◆ SUPPLIED ENTRIES:
+++

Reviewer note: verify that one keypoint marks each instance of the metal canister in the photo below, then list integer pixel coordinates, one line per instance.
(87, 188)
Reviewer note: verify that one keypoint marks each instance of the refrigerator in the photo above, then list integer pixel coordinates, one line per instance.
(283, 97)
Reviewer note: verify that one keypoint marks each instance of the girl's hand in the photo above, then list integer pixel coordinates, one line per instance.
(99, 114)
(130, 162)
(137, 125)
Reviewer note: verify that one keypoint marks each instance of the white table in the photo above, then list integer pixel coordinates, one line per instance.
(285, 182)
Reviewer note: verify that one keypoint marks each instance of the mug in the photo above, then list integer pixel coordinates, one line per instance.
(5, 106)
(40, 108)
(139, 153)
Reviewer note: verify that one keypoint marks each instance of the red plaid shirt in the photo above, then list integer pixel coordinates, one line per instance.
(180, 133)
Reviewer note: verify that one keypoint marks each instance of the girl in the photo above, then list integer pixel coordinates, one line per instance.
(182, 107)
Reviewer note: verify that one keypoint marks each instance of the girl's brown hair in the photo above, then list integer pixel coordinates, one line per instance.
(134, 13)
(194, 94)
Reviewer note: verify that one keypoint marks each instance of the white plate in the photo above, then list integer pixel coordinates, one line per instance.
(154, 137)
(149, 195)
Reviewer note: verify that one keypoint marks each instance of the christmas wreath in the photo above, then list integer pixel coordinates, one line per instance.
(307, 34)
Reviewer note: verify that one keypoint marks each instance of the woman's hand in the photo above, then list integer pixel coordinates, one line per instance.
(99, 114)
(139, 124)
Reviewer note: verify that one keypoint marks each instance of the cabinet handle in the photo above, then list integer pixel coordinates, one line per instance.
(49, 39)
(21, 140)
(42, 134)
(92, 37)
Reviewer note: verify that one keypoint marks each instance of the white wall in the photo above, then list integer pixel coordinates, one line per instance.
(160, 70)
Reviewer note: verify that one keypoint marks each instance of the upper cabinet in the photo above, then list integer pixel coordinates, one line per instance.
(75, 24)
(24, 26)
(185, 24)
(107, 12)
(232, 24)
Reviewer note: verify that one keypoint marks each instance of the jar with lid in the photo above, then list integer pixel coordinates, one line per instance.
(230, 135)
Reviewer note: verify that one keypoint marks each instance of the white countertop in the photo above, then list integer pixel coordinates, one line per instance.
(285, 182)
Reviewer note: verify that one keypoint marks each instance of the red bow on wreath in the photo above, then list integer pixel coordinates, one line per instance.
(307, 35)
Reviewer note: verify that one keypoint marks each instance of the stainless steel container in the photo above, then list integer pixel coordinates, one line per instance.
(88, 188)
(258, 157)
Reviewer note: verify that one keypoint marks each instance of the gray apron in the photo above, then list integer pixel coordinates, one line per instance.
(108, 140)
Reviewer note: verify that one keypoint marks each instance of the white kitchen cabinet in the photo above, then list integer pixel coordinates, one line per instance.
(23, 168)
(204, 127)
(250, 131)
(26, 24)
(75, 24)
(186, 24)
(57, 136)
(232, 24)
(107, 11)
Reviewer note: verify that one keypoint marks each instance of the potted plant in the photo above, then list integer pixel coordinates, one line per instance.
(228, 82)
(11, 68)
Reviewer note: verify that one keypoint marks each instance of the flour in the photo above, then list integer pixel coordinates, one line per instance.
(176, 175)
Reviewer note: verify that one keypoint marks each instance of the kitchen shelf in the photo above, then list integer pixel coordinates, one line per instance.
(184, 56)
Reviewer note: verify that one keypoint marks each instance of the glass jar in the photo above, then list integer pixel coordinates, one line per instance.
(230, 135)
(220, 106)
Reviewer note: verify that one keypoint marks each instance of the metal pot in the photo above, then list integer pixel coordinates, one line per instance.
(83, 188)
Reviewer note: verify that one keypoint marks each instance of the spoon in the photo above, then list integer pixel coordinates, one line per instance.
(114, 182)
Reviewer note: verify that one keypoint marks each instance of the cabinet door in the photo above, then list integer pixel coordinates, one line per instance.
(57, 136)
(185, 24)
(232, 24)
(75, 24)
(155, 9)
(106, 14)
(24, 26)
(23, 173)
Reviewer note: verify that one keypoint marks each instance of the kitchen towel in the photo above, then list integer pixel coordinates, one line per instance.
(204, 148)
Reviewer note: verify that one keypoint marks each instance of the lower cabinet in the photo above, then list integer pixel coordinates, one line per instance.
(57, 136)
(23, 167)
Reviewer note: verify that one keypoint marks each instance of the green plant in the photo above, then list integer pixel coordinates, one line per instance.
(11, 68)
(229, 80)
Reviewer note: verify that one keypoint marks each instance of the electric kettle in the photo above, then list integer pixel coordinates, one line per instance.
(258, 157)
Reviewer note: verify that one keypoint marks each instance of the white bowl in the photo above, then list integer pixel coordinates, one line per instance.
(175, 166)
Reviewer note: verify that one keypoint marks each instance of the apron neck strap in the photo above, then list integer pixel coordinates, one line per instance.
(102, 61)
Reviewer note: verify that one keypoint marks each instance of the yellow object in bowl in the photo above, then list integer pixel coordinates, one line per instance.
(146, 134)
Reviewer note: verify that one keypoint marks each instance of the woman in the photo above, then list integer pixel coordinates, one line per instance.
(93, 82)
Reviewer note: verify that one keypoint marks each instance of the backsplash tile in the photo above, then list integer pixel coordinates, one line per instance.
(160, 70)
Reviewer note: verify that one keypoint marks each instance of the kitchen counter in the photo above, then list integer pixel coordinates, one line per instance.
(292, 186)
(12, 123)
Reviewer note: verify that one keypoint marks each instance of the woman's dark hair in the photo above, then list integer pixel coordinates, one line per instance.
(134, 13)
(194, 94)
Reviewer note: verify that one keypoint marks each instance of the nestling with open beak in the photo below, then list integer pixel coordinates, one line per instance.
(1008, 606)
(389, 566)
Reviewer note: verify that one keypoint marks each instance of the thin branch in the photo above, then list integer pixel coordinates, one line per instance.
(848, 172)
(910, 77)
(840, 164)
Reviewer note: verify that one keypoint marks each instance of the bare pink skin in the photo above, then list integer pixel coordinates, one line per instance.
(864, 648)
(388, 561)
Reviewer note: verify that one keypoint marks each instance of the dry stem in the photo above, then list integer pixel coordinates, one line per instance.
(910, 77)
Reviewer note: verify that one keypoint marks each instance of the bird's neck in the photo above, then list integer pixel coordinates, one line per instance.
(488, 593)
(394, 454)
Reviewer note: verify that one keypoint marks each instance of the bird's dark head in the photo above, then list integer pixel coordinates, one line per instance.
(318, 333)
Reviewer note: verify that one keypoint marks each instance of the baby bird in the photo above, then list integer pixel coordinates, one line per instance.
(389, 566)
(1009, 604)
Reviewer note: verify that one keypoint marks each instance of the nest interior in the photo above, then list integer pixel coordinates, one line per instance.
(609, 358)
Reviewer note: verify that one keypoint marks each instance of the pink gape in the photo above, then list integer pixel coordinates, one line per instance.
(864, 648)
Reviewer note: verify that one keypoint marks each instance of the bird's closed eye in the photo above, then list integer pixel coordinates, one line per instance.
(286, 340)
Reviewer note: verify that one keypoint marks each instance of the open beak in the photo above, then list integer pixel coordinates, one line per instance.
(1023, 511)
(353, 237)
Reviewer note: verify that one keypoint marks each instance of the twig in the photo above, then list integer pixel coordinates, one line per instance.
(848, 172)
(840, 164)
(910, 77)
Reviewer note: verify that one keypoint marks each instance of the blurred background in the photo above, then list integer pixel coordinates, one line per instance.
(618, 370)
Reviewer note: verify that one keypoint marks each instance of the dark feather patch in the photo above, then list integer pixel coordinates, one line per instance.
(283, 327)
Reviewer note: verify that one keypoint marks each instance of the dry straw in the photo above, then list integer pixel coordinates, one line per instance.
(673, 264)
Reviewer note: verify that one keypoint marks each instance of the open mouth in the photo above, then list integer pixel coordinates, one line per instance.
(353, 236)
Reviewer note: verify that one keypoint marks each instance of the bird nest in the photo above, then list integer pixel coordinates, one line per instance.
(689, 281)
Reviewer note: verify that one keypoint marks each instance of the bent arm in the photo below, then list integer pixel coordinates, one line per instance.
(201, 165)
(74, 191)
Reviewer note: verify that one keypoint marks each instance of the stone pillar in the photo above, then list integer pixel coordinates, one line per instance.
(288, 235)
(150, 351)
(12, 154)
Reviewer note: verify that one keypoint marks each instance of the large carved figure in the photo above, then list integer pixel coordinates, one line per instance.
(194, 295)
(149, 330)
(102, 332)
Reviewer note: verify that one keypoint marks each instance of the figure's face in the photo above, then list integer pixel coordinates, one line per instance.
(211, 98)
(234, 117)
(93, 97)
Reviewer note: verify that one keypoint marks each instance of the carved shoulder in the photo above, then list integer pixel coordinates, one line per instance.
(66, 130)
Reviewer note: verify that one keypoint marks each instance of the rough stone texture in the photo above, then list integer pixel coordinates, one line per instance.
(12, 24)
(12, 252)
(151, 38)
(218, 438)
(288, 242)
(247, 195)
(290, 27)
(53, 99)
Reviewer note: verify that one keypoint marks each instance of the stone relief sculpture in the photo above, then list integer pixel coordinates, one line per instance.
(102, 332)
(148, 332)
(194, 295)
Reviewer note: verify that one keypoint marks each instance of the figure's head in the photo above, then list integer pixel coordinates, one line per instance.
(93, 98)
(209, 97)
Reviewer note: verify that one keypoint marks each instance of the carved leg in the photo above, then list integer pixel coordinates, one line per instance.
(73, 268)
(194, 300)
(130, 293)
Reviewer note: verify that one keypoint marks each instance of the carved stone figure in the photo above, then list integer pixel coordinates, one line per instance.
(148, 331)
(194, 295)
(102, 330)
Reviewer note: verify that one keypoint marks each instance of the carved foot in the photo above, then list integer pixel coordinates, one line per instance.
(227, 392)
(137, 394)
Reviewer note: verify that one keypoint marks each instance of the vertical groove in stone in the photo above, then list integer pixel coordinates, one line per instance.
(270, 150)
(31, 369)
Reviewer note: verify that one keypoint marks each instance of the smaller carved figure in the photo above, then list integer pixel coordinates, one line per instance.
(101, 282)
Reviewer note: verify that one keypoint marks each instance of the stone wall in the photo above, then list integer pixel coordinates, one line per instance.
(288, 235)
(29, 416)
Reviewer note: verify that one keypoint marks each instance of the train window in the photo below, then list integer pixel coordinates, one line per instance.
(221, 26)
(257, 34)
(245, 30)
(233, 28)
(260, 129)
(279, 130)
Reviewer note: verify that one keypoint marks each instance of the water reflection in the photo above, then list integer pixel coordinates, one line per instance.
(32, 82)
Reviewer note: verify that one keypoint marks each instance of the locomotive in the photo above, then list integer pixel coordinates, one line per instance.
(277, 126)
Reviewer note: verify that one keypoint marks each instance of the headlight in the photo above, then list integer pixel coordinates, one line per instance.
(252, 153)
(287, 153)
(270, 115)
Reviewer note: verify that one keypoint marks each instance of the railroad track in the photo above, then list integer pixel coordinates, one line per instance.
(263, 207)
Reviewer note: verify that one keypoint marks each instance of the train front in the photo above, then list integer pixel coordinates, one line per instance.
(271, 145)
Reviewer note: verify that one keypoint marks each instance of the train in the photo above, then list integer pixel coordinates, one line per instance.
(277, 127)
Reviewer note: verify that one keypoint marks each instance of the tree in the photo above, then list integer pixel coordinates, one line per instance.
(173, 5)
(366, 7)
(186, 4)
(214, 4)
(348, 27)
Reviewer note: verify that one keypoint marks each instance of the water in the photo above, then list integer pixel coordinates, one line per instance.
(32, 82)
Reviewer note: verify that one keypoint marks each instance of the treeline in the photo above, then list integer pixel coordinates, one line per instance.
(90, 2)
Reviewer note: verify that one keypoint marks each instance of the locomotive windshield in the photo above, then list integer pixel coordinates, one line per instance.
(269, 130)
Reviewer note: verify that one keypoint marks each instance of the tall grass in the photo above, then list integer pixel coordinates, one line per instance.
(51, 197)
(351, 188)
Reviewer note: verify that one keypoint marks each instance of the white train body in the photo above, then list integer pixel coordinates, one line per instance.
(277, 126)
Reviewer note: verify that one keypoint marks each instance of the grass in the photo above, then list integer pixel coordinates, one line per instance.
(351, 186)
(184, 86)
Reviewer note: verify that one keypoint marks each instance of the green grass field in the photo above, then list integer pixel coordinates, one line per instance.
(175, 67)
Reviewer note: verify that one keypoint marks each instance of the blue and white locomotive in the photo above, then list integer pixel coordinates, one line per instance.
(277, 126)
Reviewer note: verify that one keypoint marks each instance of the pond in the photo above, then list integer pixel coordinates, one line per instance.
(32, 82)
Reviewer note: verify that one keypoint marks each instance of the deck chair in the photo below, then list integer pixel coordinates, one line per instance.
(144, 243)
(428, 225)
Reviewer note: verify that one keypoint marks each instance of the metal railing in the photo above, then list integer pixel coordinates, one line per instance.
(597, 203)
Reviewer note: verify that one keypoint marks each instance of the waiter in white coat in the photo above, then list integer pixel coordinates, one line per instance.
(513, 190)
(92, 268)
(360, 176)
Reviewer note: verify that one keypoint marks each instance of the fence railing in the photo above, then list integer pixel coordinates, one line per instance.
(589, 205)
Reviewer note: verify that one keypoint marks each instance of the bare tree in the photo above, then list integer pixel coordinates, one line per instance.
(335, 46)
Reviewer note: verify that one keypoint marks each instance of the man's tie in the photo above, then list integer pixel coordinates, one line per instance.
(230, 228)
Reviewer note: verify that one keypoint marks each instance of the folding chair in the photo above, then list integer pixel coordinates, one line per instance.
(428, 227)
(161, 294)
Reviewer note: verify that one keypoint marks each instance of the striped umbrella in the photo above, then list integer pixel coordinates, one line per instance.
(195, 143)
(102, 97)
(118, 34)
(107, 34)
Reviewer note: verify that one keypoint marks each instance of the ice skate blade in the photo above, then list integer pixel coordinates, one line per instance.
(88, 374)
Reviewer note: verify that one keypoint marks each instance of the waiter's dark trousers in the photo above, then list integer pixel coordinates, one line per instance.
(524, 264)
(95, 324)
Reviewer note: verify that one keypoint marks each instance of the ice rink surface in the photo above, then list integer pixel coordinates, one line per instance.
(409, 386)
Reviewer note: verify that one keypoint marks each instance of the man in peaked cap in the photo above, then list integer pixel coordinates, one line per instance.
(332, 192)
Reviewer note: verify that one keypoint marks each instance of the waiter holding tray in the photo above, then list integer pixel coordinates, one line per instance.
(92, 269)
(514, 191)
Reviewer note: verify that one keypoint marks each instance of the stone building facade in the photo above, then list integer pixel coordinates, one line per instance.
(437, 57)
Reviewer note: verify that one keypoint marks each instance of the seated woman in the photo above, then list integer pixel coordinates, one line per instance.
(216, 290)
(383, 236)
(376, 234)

+++

◆ DIRECTIVE:
Lay out the lines from the one containing "of the seated" through the end of the lines as a two-column CSV with the columns note and points, one row for each note. Put each note's text and its answer in a single quoted field, with line breaks replaced by spaces.

◆ SOLVED EXERCISE:
note,points
"Reviewer note: verify that one keypoint marks each instance of the seated woman in the photo above, then list integer pixel coordinates, one line per instance.","(216, 290) (383, 236) (376, 234)"